**Task requirements:**
Please write out the material below word for word, beginning at its first line and stopping after the line that contains "column 1382, row 215". Leave the pictures out of your copy.

**Dataset excerpts:**
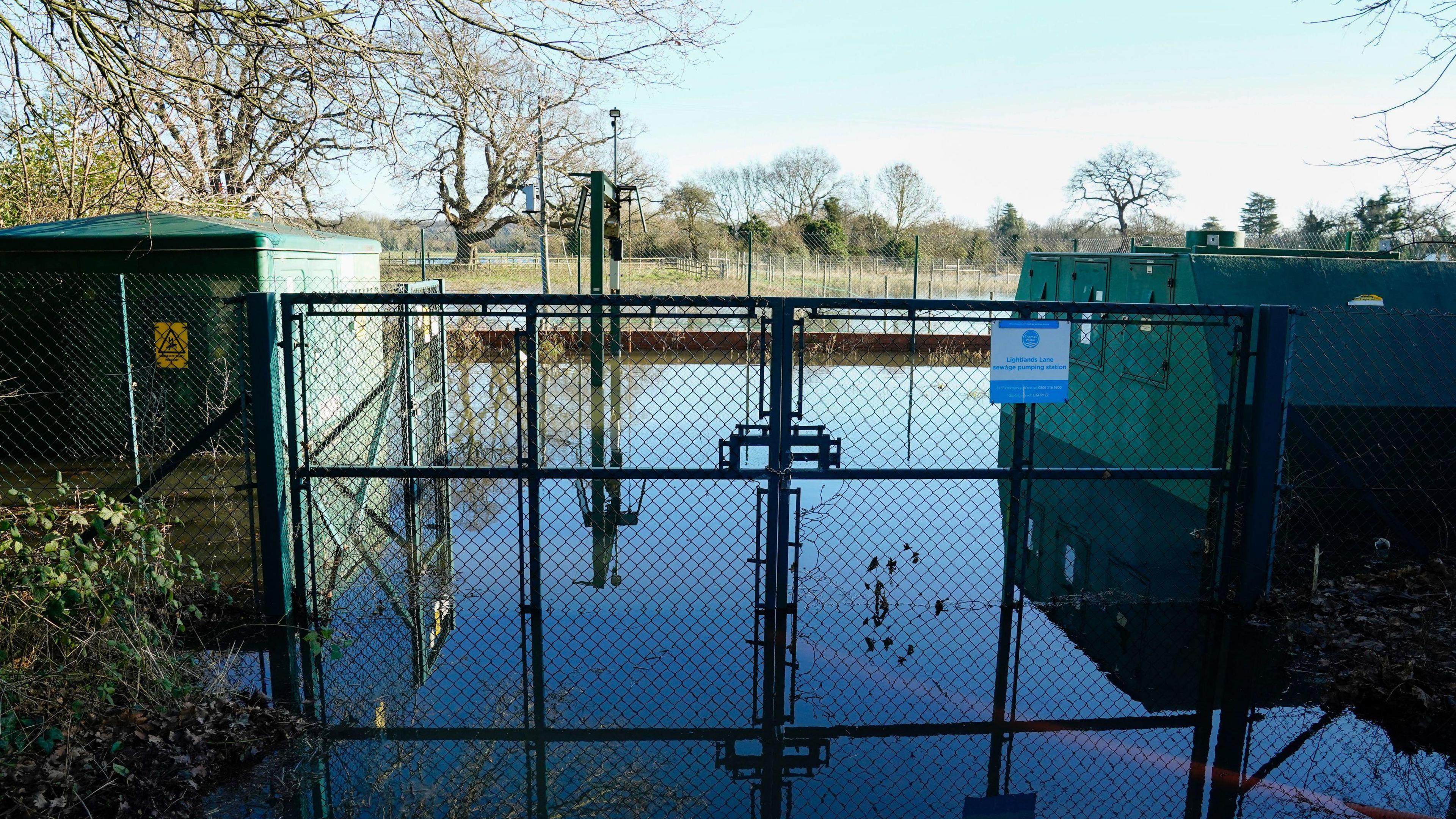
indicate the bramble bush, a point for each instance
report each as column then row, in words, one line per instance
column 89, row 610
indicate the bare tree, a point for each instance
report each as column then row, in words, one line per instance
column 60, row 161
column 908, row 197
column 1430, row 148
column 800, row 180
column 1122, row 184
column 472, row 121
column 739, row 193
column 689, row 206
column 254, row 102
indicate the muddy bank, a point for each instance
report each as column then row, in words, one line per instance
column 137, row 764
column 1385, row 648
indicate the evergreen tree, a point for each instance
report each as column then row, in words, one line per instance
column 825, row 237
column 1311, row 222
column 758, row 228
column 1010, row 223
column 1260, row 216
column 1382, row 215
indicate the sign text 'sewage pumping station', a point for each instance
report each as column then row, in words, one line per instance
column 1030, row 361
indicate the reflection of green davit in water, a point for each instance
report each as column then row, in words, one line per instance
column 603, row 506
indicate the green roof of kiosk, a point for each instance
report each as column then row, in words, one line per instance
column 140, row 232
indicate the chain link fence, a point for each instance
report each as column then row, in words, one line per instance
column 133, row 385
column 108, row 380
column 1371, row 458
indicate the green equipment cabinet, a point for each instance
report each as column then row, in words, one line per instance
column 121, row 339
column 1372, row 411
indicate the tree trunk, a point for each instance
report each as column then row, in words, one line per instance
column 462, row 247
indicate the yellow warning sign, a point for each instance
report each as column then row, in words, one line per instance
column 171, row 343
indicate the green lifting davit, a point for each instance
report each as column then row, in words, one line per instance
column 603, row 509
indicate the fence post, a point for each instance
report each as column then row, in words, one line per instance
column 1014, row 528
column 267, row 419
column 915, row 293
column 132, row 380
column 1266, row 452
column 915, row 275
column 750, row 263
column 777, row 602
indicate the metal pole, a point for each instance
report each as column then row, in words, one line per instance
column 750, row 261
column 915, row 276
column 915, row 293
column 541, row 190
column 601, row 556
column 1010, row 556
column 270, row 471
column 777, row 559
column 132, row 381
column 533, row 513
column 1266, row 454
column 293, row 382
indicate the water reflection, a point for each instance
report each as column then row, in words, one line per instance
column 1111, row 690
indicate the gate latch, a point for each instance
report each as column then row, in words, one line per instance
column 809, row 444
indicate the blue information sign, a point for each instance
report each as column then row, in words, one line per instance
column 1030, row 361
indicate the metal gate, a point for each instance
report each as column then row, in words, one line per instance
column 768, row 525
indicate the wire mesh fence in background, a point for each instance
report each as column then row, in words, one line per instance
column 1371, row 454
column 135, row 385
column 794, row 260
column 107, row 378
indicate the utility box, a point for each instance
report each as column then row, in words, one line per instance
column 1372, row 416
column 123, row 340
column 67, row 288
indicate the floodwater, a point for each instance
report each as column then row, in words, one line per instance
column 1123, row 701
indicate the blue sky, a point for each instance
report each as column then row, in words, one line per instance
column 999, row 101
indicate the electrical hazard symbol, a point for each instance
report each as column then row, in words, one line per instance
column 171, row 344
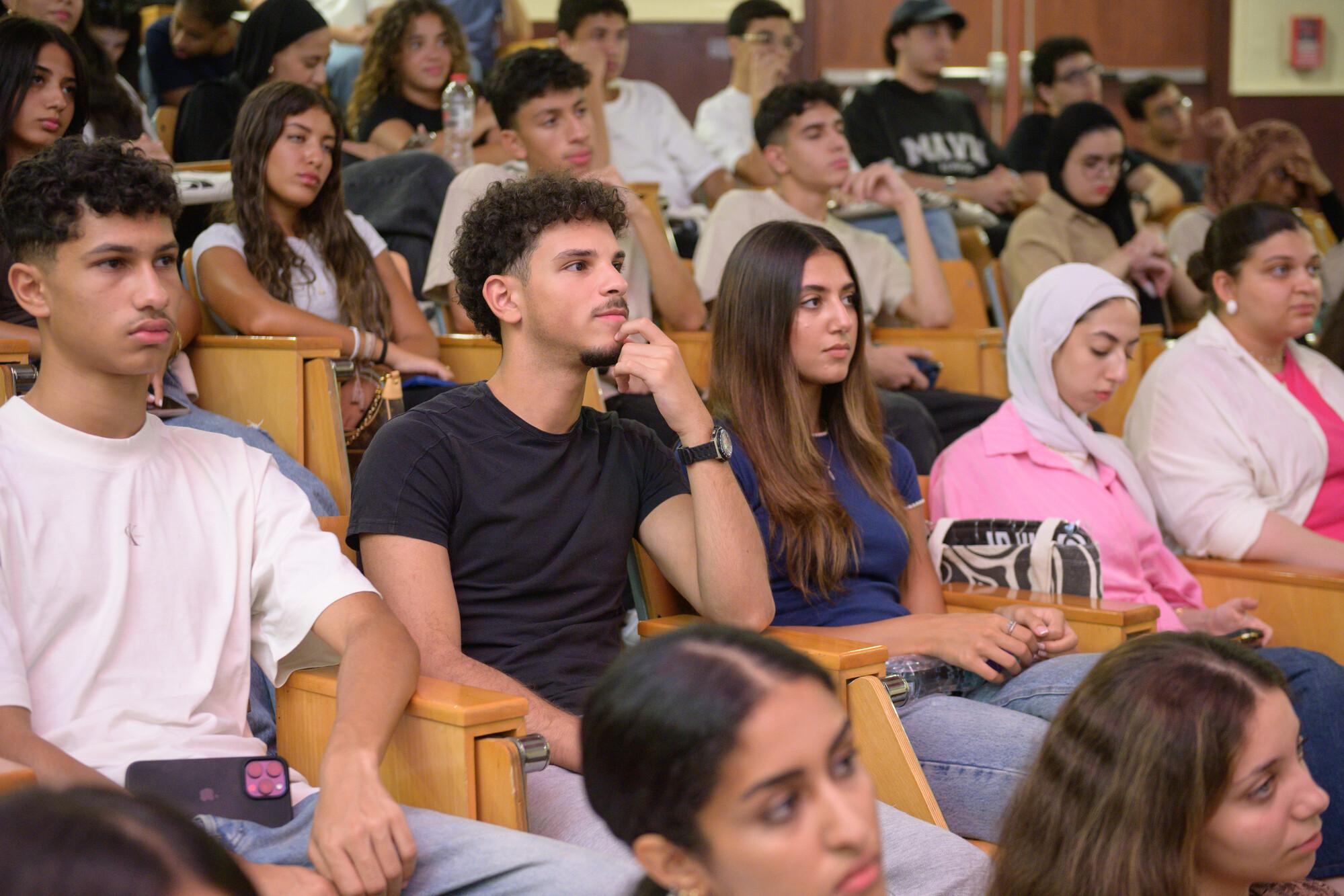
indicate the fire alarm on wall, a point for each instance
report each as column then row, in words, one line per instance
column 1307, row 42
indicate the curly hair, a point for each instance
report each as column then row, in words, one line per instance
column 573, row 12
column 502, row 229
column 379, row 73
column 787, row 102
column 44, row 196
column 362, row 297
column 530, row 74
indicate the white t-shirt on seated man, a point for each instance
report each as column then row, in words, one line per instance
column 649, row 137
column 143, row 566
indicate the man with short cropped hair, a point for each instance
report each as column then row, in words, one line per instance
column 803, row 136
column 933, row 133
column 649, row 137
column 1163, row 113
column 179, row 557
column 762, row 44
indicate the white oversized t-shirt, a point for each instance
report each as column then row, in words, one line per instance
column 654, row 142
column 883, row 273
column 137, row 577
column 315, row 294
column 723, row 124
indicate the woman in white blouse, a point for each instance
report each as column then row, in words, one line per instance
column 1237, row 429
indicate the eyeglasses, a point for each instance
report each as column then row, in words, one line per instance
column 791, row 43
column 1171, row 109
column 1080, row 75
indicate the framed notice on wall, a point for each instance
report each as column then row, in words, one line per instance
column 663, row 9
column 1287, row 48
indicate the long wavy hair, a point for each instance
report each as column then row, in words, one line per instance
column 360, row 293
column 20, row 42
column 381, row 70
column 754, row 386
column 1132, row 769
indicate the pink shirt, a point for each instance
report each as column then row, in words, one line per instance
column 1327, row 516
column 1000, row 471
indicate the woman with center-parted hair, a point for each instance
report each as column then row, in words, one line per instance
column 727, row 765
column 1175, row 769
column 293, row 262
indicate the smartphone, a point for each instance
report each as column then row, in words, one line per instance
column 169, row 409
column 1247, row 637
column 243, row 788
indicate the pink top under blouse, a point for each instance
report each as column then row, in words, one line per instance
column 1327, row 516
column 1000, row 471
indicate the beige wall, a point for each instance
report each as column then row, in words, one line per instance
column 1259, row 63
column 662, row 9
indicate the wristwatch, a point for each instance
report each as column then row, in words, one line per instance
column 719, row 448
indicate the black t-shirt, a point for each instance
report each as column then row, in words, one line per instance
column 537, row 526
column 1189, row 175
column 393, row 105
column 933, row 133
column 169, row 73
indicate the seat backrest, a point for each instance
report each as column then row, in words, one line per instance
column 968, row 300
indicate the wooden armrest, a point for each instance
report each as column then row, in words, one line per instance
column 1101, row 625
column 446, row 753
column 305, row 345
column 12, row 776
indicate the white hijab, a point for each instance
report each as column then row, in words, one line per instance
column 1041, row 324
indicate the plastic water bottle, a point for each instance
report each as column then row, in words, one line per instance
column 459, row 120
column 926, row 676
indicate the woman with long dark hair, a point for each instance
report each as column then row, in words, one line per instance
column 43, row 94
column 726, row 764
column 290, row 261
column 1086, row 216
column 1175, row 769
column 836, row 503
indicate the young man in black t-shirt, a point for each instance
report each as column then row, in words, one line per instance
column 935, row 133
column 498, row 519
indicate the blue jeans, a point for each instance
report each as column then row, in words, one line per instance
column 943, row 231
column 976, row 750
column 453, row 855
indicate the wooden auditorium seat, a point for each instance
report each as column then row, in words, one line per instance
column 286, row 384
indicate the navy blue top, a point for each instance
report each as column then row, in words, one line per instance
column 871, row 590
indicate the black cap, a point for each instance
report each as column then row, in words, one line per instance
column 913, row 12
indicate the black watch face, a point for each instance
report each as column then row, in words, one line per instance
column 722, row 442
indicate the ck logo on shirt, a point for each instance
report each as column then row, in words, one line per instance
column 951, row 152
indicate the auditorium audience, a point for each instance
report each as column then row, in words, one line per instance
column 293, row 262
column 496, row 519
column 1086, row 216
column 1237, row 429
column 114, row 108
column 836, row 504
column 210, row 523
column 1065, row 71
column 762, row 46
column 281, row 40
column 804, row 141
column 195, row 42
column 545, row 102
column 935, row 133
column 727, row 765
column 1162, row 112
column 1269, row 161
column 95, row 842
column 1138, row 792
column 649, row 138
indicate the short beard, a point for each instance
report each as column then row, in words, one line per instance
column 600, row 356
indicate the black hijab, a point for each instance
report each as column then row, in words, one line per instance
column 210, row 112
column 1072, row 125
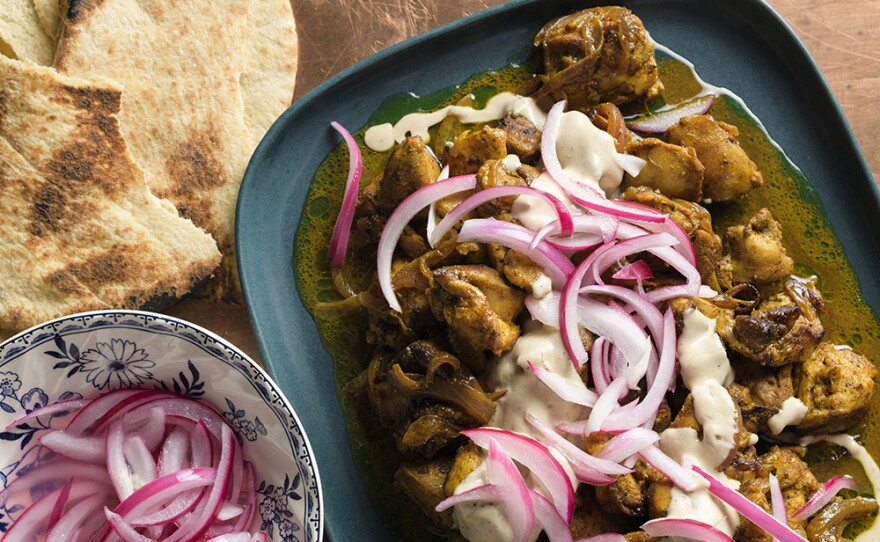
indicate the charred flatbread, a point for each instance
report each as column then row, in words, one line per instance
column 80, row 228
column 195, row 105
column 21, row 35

**Solution to the problem:**
indicate the bramble bush, a point for each instance
report each as column then row, in words, one line per instance
column 89, row 610
indicate the bare tree, a point for each instance
report each as column then row, in words, one line per instance
column 60, row 161
column 908, row 197
column 1430, row 148
column 800, row 180
column 1122, row 184
column 472, row 121
column 739, row 193
column 689, row 206
column 254, row 102
indicate the muddy bank, a point for each instance
report each as column then row, in words, one line per instance
column 137, row 764
column 1385, row 648
indicate the evergreen tree, a point for each instance
report each as column then row, in words, one line per instance
column 825, row 237
column 1311, row 222
column 758, row 228
column 1010, row 223
column 1260, row 216
column 1382, row 215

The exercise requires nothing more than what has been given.